Jurong East station is an interchange station on the North–South (NSL) and East–West (EWL) lines. The station is the terminus of the NSL with the adjacent station being Bukit Batok station. On the EWL, the station is between the Clementi and Chinese Gardens stations. The official station code is NS1/EW24. When it opened, it had the station code of W9 before it was changed to its current station code in August 2001 as a part of a system-wide campaign to cater to the expanding MRT System. Being part of the NSL and EWL, the station is operated by SMRT Trains. Jurong East station is planned to be a future interchange with the JRL located between the and stations.

The station is located along Jurong Gateway Road near the junction with Venture Avenue. Surrounding landmarks of the station include Jurong East Bus Interchange, Jem, Westgate, IMM, the JTC Summit, Ng Teng Fong General Hospital, CPF Jurong Building and Jurong Library, which are connected to the station via J-Walk, an elevated pedestrian network. Jurong East station is also near the Jurong Town Hall Bus Interchange. The station is planned to be integrated with the Jurong East Integrated Transport Hub, which will include the new offices of the Ministry of Transport and the LTA, community and civic institutions, an office tower and a bus interchange.
○ ○ ○
Actions to take:
1. From the passage on Jurong East station, write out the part that opens with the words containing "Jurong East station is an" and closes with "the and stations.".
2. According to the passage on Jurong East station, what station code did the station have when it first opened?
3. Resume the passage on Jurong East station after its last sentence and carry it further.
The material that comes next has no role in any of this.
○ ○ ○
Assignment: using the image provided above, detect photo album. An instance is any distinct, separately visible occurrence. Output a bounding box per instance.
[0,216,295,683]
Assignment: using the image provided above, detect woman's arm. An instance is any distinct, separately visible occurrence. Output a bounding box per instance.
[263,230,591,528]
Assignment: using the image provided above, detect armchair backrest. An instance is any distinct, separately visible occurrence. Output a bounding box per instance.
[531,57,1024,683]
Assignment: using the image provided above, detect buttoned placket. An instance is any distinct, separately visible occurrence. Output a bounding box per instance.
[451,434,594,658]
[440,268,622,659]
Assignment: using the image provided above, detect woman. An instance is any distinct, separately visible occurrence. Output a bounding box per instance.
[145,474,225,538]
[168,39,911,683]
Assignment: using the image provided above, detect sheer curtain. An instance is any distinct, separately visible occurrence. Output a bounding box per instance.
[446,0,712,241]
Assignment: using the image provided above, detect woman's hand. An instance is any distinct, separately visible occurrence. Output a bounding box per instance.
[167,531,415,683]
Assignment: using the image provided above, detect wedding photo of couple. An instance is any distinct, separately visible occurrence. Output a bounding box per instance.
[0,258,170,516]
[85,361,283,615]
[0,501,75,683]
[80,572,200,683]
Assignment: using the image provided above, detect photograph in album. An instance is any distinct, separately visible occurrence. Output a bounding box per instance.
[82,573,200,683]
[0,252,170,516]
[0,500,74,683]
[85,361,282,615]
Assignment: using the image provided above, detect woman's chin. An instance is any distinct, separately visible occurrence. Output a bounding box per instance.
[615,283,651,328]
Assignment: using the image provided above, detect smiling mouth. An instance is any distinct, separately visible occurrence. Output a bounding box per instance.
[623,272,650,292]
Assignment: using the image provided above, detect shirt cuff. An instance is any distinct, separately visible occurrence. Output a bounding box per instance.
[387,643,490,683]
○ ○ ○
Task-by-task answers:
1.
Jurong East station is an interchange station on the North–South (NSL) and East–West (EWL) lines. The station is the terminus of the NSL with the adjacent station being Bukit Batok station. On the EWL, the station is between the Clementi and Chinese Gardens stations. The official station code is NS1/EW24. When it opened, it had the station code of W9 before it was changed to its current station code in August 2001 as a part of a system-wide campaign to cater to the expanding MRT System. Being part of the NSL and EWL, the station is operated by SMRT Trains. Jurong East station is planned to be a future interchange with the JRL located between the and stations.

2. W9

3.
Jurong East station was designed by Scott Danielson of Parsons Brinckerhoff, who took inspiration from the adjacent Jurong East Bus Interchange and designed the space-frame roof of the station – a geometric pattern of cylindrical steel tubes connected by ball joints and topped with a flat lid. The new platform and tracks of the JEMP were integrated into the station design. Jurong East is a three-level station with three island platforms and four tracks. When the Jurong East Integrated Transport Hub designed by Aedas is completed, a 90 m link bridge over the tracks will connect the two buildings flanking the station. The JRL station will have a stacked platform configuration.

As part of SMRT's heritage-themed artwork showcase Comic Connect, the station features A Journey Through Jurong East by students from the School of the Arts. The mural showcases the Jurong Bird Park, Jurong Town hall, Jurong River, and the Jurong Drive-in Cinema. In order to create the mural, the students researched the area's history, ecology, and culture.